Entries from an annotation dataset:
+++
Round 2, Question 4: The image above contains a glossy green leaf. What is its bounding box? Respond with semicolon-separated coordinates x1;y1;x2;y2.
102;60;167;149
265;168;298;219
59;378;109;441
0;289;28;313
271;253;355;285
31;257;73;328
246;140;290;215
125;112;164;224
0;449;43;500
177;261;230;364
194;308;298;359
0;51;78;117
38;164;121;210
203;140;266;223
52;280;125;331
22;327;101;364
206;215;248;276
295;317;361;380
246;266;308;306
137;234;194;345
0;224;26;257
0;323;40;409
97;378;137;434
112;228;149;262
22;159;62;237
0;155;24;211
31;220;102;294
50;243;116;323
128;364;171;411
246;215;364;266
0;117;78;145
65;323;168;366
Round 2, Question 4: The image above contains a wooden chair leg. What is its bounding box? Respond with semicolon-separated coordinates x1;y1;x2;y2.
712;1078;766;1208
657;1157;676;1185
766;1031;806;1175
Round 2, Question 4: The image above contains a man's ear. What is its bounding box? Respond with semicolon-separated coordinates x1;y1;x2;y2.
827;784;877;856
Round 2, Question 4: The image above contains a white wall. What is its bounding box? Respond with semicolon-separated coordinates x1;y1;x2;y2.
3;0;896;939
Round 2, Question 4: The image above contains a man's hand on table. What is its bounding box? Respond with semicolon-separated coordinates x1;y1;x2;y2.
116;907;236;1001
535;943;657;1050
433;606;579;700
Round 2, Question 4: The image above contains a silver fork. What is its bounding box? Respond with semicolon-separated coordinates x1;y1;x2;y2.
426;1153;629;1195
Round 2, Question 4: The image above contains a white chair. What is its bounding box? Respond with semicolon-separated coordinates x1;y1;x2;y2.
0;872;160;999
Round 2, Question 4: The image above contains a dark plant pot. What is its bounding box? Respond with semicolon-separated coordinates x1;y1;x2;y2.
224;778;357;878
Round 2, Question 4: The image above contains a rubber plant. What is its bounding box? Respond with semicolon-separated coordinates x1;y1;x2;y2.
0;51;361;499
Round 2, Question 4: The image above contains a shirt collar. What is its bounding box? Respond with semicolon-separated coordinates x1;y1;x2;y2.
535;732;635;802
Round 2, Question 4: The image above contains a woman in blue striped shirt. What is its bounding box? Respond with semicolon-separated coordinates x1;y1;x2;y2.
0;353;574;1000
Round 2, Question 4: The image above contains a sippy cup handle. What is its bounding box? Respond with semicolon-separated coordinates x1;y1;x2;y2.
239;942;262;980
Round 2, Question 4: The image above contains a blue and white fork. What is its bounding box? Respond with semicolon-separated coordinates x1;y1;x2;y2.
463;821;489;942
+++
Scale the data from the line containing "Round 2, Question 4: The image above contains a wooden" down to the line containing "766;1031;806;1175", both included. Reproduce every line in that span, keeping the other lines unchanged, and multiply each bounding-box coordinate in the answers by 1.35, rounding to whole numbers with halves rounded up.

● **Solution for this problem**:
Round 2, Question 4: The image above contains a wooden chair leg. What is its bounding box? Respond with semicolon-separated coordinates x1;y1;x2;y2.
961;1455;1034;1631
887;1562;913;1600
1034;1392;1088;1586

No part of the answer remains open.